--- Input material ---
BEGIN
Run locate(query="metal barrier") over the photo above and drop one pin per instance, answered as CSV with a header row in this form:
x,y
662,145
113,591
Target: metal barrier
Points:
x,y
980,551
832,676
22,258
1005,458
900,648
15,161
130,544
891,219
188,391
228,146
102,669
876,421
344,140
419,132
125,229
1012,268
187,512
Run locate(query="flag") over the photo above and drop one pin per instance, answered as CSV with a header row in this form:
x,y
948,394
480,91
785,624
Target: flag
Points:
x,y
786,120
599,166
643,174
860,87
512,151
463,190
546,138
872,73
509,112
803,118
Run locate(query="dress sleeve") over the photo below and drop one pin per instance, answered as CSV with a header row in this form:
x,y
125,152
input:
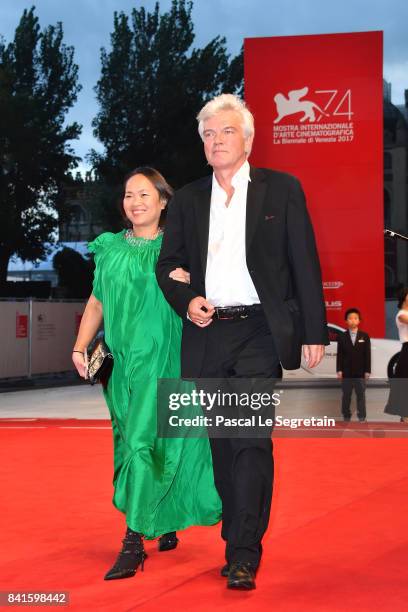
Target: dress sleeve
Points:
x,y
98,247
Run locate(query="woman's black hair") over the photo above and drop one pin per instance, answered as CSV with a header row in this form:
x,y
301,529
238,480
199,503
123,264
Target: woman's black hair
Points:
x,y
159,183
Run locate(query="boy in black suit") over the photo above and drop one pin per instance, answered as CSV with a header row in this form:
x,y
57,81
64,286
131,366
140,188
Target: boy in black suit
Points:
x,y
353,364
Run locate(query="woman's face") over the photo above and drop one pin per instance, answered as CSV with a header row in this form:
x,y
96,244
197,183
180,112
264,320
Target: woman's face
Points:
x,y
142,203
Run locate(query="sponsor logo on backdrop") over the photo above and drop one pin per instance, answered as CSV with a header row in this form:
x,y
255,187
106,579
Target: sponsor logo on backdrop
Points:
x,y
334,304
318,117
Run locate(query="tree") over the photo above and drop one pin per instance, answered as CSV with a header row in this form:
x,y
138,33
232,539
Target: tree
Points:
x,y
74,273
38,85
151,87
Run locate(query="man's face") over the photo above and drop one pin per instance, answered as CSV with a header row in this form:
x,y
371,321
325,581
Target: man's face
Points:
x,y
353,320
225,145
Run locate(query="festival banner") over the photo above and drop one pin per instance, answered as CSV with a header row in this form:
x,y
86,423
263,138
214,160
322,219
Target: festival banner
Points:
x,y
317,102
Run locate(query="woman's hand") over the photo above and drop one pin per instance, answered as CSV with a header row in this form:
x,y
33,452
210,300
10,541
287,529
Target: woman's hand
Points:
x,y
181,275
80,363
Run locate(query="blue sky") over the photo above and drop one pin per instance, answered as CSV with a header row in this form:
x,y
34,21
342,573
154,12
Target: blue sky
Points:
x,y
88,23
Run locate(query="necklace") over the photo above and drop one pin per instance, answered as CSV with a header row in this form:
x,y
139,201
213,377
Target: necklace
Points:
x,y
139,240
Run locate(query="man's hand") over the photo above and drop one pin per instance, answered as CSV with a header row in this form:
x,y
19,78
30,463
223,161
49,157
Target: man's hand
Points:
x,y
313,354
202,318
181,275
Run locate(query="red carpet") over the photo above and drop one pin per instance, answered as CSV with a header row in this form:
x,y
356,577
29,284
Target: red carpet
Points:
x,y
338,538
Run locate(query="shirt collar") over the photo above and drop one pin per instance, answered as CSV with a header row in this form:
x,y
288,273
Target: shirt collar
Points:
x,y
242,175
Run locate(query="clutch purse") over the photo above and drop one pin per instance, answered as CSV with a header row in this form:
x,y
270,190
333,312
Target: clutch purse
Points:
x,y
100,362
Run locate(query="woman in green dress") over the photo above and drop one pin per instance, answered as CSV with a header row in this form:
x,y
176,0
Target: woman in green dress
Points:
x,y
160,484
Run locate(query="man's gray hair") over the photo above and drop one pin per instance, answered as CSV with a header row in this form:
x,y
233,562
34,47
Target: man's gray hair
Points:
x,y
226,102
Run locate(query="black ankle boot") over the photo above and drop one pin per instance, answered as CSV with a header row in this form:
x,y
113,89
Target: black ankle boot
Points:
x,y
131,556
168,541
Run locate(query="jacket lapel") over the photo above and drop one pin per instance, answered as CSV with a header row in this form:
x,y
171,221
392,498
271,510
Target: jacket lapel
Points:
x,y
202,203
255,198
END
Write out each entry exactly, images excluded.

Run locate(query="metal barrier") over the photo above and drop one pin per instance, answered as CSV with a header row in this form:
x,y
662,145
113,591
Target: metal barrier
Points:
x,y
980,551
832,676
22,258
1005,458
900,648
15,161
130,544
891,219
188,391
228,146
102,669
876,421
344,140
419,132
125,229
1012,268
187,512
Run locate(query="flag") over the photo above and drop one pin per instance, answered as CSV with a header row in this form:
x,y
948,394
480,91
785,624
Target: flag
Points:
x,y
786,120
599,166
643,174
860,87
512,151
463,190
546,138
872,73
509,112
803,118
Run locate(query="dress sleeve") over the photo below and drop one pin per instance, answered as CSV with a header row in this form:
x,y
125,152
input:
Target: dress sleeve
Points:
x,y
98,247
Run locate(query="woman's black hair") over the photo above and drop one pin per instance, answered as CSV with a header row in this form:
x,y
301,529
238,480
199,503
123,264
Target: woman's black hair
Points:
x,y
159,183
Run locate(query="boy in black suit") over the photo above and drop one pin per instance, answered as CSV with a header row in this form:
x,y
57,81
64,286
131,366
140,188
Target: boy in black suit
Points:
x,y
353,364
Run locate(query="woman's face") over the photo above and drop one pin per instance, answered as CSV with a header row in this form:
x,y
96,244
197,183
180,112
264,320
Target: woman's face
Points:
x,y
142,203
Run locate(query="sponsor logo on backdrop") over the photo above and drop one pin per instance, answered as CSV with a header row in this form:
x,y
255,187
106,579
Target: sponsor logo on backdrop
Points:
x,y
334,304
318,117
Run locate(query="tree") over the photo above and drop one pin per instance, answered as CSV with a header row in this form:
x,y
138,33
232,539
Target: tree
Points:
x,y
74,273
38,85
151,87
Run locate(query="man's face") over the photo above and drop one pin per instance, answered as CSV with a header row in this form:
x,y
371,321
325,581
Target: man's face
Points:
x,y
353,320
225,145
Run locate(query="festival banner") over the photo above and drop one pin per instance, answered as CSV with a header row in this form:
x,y
86,423
263,138
214,160
322,219
Target: festival banner
Points:
x,y
317,102
Run locate(query="woman's hand") over the photo above and drop one pin per instance, answered as CSV with a header row in this form:
x,y
33,452
210,300
10,541
287,529
Target: woman's hand
Points:
x,y
181,275
80,363
Run locate(query="blue sky") over the photo above and drop one pin per instance, answered as CSV with a header row in this form:
x,y
34,21
342,573
154,12
Target: blue sky
Points:
x,y
88,23
Run locate(query="necklace") over the photo above and drop one pin per instance, answered as CSV with a header row in this form:
x,y
139,201
213,377
Target: necklace
Points:
x,y
139,240
Run locate(query="man's hand") over the photo above and drop one pin per instance, answered as CSV with a header row in this form:
x,y
19,78
30,463
223,161
49,157
Target: man's hand
Points:
x,y
313,354
202,318
181,275
Run locate(query="red carpet") over the photo above and drop one pin per instance, answered as CSV with a header row in this form:
x,y
356,577
29,284
Target: red carpet
Points:
x,y
338,538
Run locate(query="shirt collar") over the photo above and drop one pin per instance, answered as CSV with a header row in this form:
x,y
288,273
Target: shirt collar
Points:
x,y
242,175
Run locate(query="clutch purse") over the photo above and drop one pin per instance, answered as CSV with a header row in this form:
x,y
270,190
333,312
Target: clutch purse
Points:
x,y
100,362
Run locate(query="woman in green dress") over the photo above and drop one pin per instance, answered as CSV with a header row in this form:
x,y
176,0
Target: woman in green dress
Points:
x,y
160,484
Run locate(query="man's gray hair") over the photo above and drop one pin per instance, answered as CSV with a header row in this form:
x,y
233,562
34,47
Target: man's gray hair
Points:
x,y
226,102
Run locate(query="black ankle boot") over the photo above and drop one pin per instance, answered as CSV with a header row in this form:
x,y
113,89
Target: black ankle boot
Points:
x,y
131,556
168,541
Run locate(query="jacket lapel") over the photo above and drop one pin per instance, answered as CSV with a header row in this form:
x,y
171,221
392,498
271,510
Target: jacket lapel
Points:
x,y
202,203
255,198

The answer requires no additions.